■ **SUPPLIED RECORDS**
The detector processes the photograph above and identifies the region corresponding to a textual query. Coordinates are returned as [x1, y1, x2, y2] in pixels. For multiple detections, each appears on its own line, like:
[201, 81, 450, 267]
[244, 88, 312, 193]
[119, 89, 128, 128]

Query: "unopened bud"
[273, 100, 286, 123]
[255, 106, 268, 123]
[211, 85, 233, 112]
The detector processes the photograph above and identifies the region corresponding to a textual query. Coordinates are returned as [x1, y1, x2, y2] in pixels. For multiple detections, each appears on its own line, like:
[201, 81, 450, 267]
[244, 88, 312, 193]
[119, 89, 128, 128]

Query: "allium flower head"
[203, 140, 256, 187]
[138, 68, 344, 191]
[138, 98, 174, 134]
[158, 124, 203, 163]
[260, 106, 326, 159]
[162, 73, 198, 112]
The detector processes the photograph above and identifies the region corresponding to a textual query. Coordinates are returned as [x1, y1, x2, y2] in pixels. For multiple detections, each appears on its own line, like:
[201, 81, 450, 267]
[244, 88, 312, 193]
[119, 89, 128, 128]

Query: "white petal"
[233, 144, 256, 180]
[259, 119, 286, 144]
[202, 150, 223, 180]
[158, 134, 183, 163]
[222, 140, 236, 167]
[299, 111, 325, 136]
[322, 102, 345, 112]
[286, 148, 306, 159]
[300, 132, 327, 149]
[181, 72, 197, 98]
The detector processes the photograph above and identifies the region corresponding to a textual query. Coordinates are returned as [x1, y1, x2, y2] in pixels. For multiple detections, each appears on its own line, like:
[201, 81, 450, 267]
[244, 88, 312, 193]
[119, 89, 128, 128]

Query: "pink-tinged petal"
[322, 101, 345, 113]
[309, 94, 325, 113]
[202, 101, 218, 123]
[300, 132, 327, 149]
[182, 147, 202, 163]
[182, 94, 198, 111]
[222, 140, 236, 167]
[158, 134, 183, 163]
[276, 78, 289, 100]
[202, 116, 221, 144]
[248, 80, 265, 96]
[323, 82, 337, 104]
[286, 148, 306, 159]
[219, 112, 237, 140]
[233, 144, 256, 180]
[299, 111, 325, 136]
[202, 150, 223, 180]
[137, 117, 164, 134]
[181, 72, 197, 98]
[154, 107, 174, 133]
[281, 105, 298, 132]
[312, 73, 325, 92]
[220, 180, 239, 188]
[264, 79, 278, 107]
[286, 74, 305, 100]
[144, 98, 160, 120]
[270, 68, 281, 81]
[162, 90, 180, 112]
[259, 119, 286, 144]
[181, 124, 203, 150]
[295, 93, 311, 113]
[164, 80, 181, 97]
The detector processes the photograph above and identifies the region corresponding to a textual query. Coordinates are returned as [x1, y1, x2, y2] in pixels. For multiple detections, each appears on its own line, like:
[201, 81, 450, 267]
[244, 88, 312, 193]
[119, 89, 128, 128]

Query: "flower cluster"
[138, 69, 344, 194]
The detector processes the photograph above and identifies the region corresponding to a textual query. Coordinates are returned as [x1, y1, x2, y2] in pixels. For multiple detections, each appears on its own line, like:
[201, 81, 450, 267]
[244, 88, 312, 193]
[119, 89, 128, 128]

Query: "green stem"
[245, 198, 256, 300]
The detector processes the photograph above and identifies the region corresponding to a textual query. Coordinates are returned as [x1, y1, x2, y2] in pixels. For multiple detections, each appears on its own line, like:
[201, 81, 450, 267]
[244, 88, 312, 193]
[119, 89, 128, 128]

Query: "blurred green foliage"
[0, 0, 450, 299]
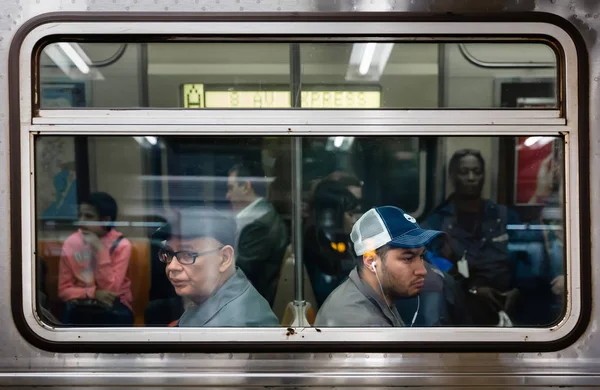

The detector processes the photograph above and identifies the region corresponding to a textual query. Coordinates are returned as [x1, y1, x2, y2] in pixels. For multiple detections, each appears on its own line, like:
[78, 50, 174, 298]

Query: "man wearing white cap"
[315, 206, 442, 327]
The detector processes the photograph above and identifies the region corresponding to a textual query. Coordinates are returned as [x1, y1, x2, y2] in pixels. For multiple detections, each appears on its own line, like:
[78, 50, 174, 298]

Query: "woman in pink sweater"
[58, 192, 133, 326]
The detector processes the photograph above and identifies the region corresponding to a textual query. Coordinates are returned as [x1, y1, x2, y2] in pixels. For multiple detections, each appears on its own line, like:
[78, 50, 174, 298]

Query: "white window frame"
[19, 20, 582, 346]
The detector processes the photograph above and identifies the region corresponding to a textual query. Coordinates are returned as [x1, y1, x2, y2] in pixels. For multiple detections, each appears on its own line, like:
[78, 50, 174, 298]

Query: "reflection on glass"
[39, 41, 559, 109]
[35, 135, 566, 327]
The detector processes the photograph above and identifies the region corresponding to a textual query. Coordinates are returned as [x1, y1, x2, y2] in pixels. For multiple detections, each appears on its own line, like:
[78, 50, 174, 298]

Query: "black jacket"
[236, 199, 288, 306]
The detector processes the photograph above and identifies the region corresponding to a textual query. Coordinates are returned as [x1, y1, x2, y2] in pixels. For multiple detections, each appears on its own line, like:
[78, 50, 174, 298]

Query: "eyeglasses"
[158, 246, 223, 265]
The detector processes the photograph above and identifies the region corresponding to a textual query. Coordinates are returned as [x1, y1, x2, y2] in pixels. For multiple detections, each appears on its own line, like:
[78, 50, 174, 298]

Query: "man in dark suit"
[227, 162, 288, 305]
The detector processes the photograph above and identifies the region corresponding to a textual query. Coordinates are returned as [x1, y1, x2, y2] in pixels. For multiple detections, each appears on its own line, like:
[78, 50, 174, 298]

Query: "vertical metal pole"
[290, 43, 304, 306]
[138, 43, 150, 107]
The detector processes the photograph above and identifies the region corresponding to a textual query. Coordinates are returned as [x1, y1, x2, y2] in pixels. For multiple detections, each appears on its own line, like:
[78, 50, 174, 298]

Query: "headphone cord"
[373, 267, 404, 326]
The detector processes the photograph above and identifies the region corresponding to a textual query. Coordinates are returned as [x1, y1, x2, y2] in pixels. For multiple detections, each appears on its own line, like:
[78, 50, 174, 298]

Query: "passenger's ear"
[219, 245, 235, 272]
[242, 181, 252, 194]
[363, 251, 375, 272]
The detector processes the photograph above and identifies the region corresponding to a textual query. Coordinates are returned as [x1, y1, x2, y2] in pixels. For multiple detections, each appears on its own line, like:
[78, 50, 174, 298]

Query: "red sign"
[515, 136, 560, 204]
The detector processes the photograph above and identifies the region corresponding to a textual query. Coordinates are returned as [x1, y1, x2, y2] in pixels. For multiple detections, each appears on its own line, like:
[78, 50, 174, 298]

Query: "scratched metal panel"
[0, 0, 600, 388]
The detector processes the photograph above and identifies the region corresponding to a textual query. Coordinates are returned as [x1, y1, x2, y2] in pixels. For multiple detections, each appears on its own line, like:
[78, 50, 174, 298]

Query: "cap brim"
[388, 228, 444, 249]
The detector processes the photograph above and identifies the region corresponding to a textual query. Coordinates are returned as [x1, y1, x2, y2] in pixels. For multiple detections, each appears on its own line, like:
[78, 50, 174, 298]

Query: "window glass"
[39, 42, 558, 109]
[35, 136, 566, 327]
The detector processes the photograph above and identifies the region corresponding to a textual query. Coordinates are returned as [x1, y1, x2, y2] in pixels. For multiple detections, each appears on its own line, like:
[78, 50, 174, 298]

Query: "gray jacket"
[178, 269, 280, 327]
[315, 268, 404, 327]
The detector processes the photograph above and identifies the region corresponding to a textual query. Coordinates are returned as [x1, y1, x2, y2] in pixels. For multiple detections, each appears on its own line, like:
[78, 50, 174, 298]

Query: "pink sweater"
[58, 229, 133, 309]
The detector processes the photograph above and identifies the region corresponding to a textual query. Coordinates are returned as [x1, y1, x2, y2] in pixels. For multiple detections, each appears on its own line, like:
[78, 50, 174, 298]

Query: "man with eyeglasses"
[155, 210, 279, 327]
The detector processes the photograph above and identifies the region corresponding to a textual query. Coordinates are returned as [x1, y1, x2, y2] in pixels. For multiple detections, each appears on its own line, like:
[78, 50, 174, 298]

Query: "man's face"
[225, 172, 248, 210]
[378, 247, 427, 298]
[344, 186, 362, 234]
[452, 155, 484, 199]
[165, 238, 223, 302]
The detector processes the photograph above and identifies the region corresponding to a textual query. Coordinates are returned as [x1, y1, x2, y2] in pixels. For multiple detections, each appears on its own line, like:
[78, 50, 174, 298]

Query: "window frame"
[11, 15, 587, 351]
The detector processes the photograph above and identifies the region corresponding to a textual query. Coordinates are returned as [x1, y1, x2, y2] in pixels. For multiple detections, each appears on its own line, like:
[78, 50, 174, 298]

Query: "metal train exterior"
[0, 0, 600, 388]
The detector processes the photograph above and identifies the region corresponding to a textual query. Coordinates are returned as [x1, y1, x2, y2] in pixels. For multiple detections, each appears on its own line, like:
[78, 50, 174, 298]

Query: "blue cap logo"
[404, 214, 417, 223]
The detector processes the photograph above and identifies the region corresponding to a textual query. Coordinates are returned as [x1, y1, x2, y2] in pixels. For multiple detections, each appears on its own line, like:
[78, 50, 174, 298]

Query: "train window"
[18, 21, 582, 348]
[39, 41, 558, 109]
[35, 136, 566, 327]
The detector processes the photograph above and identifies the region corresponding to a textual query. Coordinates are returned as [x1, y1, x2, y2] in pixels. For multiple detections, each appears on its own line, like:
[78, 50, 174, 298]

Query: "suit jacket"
[236, 199, 288, 305]
[178, 269, 279, 327]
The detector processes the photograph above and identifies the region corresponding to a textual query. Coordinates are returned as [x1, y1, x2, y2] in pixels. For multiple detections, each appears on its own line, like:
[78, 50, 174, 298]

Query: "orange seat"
[37, 240, 150, 326]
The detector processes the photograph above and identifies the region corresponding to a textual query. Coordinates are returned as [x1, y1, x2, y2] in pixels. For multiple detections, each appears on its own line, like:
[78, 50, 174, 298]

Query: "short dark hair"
[228, 161, 267, 196]
[79, 192, 118, 222]
[325, 171, 363, 187]
[448, 149, 485, 175]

■ **TASK OBJECTIVE**
Identify every line of the rows above that contains the string "jacket", treating uppercase and lowercase letters as distinct, and copy each such line in full.

■ **FINISHED TASK**
Query: "black jacket"
Query: "gray jacket"
Query: "suit jacket"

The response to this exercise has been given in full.